Convert the listing below, from the line containing "query | spot the frost" through the end of the listing, both included, into a JSON list of strings with one string per line. Leave out any blank lines.

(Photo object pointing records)
^^^^

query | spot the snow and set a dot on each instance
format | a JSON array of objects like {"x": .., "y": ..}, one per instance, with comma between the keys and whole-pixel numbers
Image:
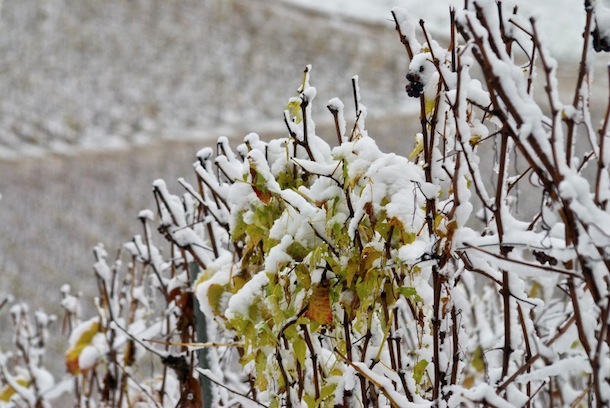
[
  {"x": 559, "y": 20},
  {"x": 240, "y": 302}
]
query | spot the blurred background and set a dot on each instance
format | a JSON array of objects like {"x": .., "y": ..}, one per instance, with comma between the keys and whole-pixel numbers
[{"x": 101, "y": 98}]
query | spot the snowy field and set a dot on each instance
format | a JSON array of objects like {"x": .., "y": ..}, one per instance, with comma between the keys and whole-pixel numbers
[{"x": 116, "y": 88}]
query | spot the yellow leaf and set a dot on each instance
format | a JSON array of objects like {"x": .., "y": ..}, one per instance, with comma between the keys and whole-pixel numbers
[
  {"x": 7, "y": 392},
  {"x": 319, "y": 309},
  {"x": 419, "y": 147},
  {"x": 84, "y": 336}
]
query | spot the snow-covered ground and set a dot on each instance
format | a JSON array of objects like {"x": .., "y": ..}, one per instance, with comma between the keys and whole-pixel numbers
[
  {"x": 85, "y": 74},
  {"x": 559, "y": 20}
]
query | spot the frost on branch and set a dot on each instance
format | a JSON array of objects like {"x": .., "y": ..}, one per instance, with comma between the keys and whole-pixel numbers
[
  {"x": 297, "y": 272},
  {"x": 340, "y": 275}
]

^^^^

> Written reply:
[
  "query | spot the frost on branch and set a dot on each instance",
  "format | a JSON array of objects like {\"x\": .., \"y\": ..}, one per instance, with comma between the keys and whole-pixel numbers",
  "[",
  "  {\"x\": 297, \"y\": 272},",
  "  {\"x\": 340, \"y\": 275}",
  "]"
]